(Items listed in a dataset)

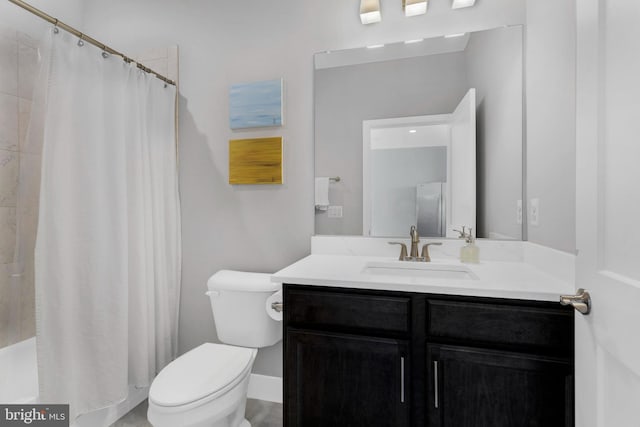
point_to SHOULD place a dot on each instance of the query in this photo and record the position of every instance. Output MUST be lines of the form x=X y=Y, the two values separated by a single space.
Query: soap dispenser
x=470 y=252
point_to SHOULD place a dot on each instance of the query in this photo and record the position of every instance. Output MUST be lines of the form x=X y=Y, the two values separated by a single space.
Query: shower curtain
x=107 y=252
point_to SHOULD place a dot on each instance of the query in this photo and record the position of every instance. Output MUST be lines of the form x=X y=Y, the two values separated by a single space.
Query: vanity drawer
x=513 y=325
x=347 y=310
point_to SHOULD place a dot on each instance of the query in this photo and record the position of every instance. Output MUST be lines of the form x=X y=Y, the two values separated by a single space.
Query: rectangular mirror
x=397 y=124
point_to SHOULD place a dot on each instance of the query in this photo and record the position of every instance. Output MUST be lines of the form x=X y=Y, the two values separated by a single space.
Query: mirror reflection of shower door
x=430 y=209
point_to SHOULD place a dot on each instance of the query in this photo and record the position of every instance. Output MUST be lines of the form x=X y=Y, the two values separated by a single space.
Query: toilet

==

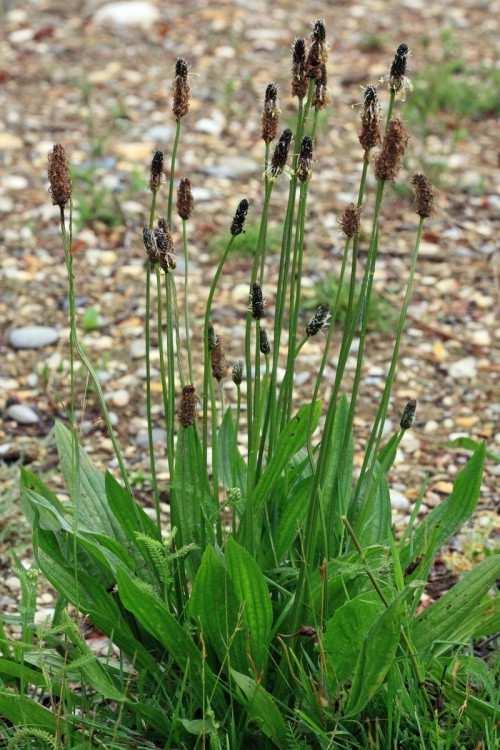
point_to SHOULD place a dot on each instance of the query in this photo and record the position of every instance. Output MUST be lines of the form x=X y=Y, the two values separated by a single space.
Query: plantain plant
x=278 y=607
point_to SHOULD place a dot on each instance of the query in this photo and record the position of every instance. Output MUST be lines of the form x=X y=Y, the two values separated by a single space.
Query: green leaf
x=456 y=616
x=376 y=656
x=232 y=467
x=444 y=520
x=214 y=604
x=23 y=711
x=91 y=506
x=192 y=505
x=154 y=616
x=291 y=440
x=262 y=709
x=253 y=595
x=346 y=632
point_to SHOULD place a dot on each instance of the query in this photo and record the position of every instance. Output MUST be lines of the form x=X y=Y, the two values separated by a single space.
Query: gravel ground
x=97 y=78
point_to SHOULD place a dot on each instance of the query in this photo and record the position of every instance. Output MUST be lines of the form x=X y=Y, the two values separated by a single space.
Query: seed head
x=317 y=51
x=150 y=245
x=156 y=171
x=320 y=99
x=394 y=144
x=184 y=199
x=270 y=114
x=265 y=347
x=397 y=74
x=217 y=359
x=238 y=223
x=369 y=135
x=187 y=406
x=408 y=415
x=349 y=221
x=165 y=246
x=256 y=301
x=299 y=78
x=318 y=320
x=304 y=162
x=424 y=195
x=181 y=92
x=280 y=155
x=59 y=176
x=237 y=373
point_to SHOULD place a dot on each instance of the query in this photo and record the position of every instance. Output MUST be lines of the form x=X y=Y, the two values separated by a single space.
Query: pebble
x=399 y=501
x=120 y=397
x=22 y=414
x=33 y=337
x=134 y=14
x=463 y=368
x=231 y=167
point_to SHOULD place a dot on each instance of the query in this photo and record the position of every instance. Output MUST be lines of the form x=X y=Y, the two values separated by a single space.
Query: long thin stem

[TASK DIRECTIONS]
Would you print, exactly as written, every line above from the one holding "Query: soap dispenser" through the one holding "Query: toilet", with both included and no other lines?

[ANSWER BOX]
Query: soap dispenser
x=470 y=252
point_to SHOULD place a dot on each instance of the query in this photo and record the position of every instance. Output MUST be lines of the form x=X y=Y, the two values separated by a single space.
Query: shower curtain
x=107 y=252
point_to SHOULD place a dot on each instance of the query in this photo and record the position of every instance. Output MUST be lines of the form x=X y=Y, the two values separated by a single space.
Query: vanity drawer
x=513 y=325
x=347 y=310
point_to SHOULD place a dot on each instance of the query in this photo and record the position of every instance. Output MUST be lines of the form x=X y=Y, the two values separated by a single space.
Query: rectangular mirror
x=397 y=124
point_to SHOULD place a dot on each instance of the query in this photo and record the position of every instance. Output MUST be lines of the form x=X y=Y, the two values separated by a single space.
Query: mirror reflection of shower door
x=430 y=209
point_to SHOULD place a dot on each instance of the query in this photo and record the position of every instance. Output MUST be lines of the form x=X y=Y, the two values separated by a single space.
Query: toilet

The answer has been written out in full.